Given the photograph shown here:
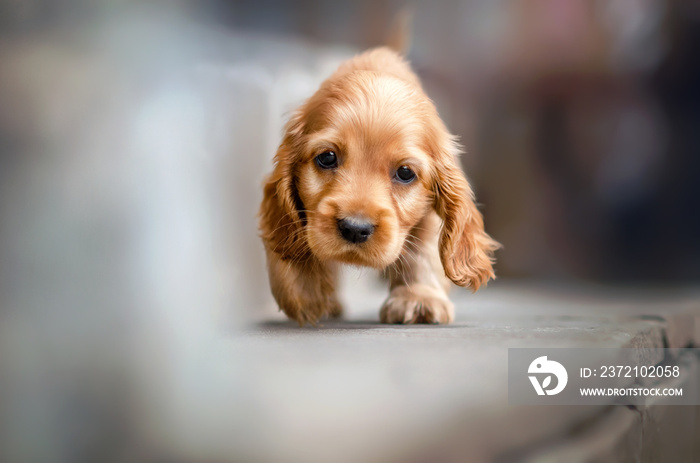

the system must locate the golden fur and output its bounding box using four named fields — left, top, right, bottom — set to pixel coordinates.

left=260, top=48, right=498, bottom=325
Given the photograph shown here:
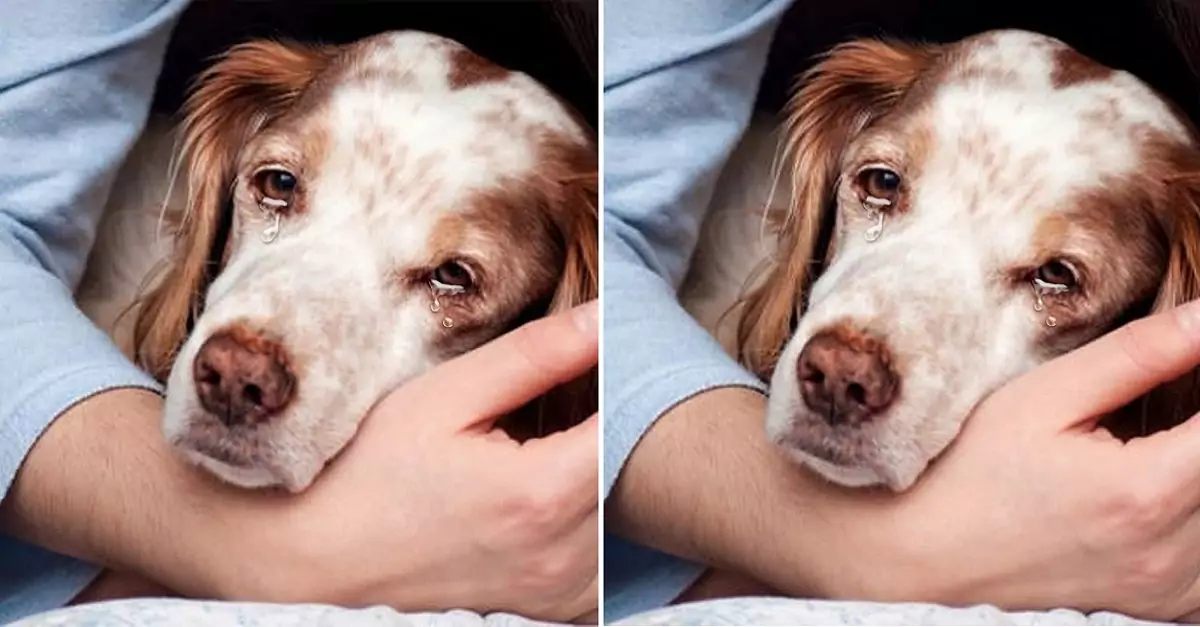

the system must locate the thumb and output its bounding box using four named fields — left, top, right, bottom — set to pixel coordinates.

left=1010, top=295, right=1200, bottom=428
left=425, top=300, right=600, bottom=429
left=522, top=414, right=600, bottom=514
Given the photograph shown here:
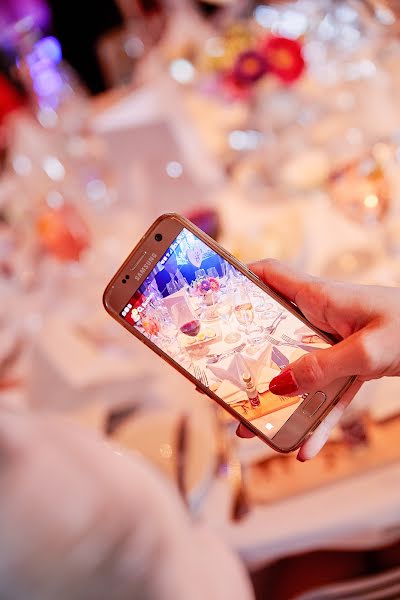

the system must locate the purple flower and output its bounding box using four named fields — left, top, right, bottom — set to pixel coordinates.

left=232, top=50, right=268, bottom=85
left=200, top=279, right=211, bottom=292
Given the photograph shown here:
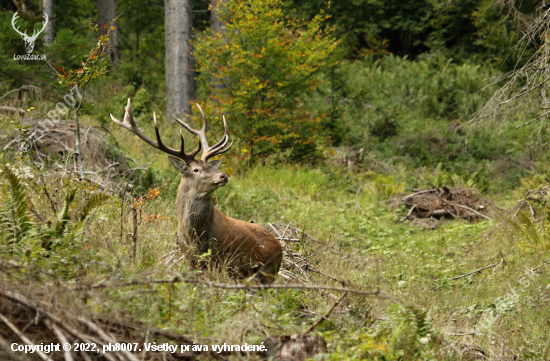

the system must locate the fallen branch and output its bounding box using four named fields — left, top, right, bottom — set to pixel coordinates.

left=0, top=313, right=53, bottom=361
left=304, top=292, right=348, bottom=336
left=451, top=261, right=502, bottom=280
left=453, top=204, right=493, bottom=221
left=71, top=276, right=402, bottom=303
left=0, top=106, right=27, bottom=115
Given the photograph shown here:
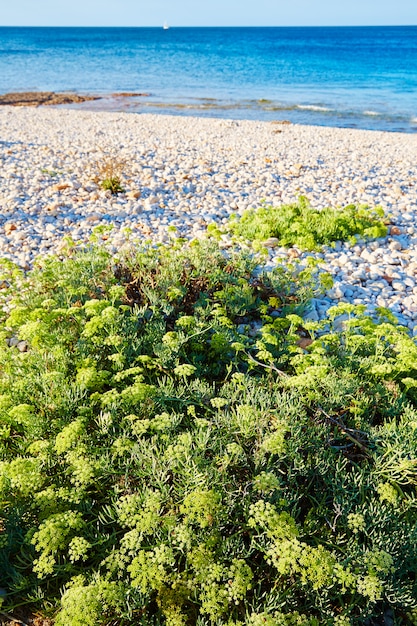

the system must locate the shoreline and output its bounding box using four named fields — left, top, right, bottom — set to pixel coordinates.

left=0, top=90, right=417, bottom=134
left=0, top=107, right=417, bottom=334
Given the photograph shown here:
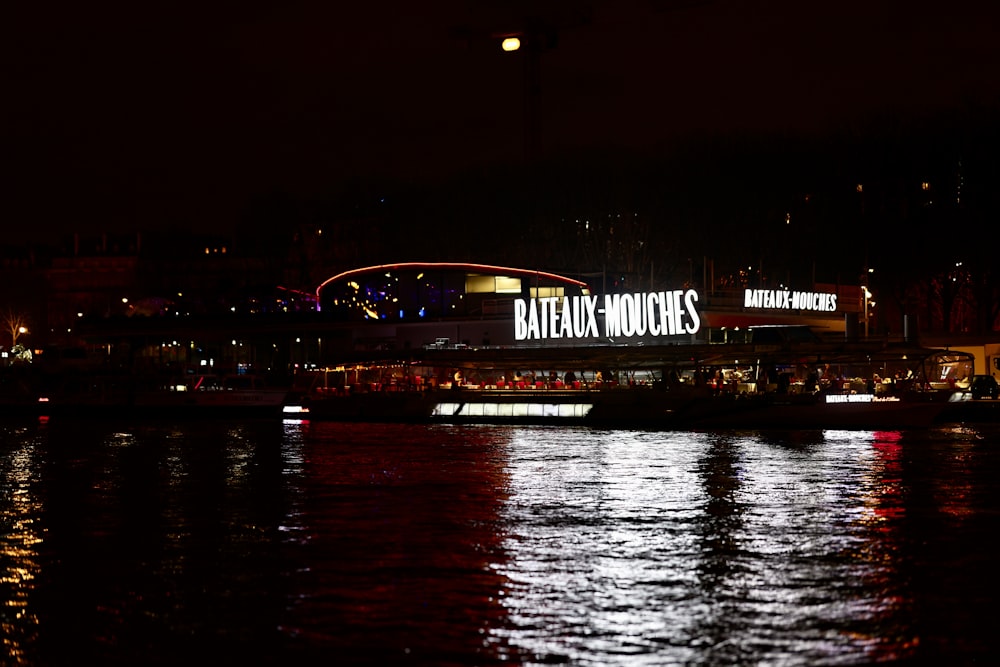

......

Given problem:
Reproduce all of the material above with every occurrence of "photograph" changed to "image" and nothing else altered. Leave the pictures out of the reproduction.

Answer to this task:
Given the image shown here:

the system must locate the golden fur and output its bounding box using four named fields — left, top, right, bottom — set to pixel coordinates.

left=260, top=48, right=498, bottom=325
Given the image shown here:

the system must locate the thumb and output its bounding box using four named fields — left, top, right, bottom — set to pixel coordinates.

left=1010, top=295, right=1200, bottom=428
left=425, top=300, right=600, bottom=429
left=522, top=414, right=600, bottom=514
Given the image shown here:

the system must locate the purple flower and output its bounding box using four named fields — left, top, right, bottom — set to pixel coordinates.

left=232, top=50, right=268, bottom=85
left=200, top=279, right=211, bottom=292
Given the image shown here:

the system must locate the fallen branch and output its bounding box using four named fields — left, top, right, bottom — set to pixel coordinates.

left=0, top=313, right=53, bottom=361
left=304, top=292, right=348, bottom=336
left=451, top=261, right=502, bottom=280
left=453, top=204, right=493, bottom=221
left=71, top=276, right=402, bottom=303
left=0, top=106, right=27, bottom=115
Given the image shown here:

the system must locate the shoreline and output its bounding box using four named fields — left, top, right, bottom — set to pixel coordinates.

left=0, top=90, right=417, bottom=134
left=0, top=107, right=417, bottom=334
Given the image shown here:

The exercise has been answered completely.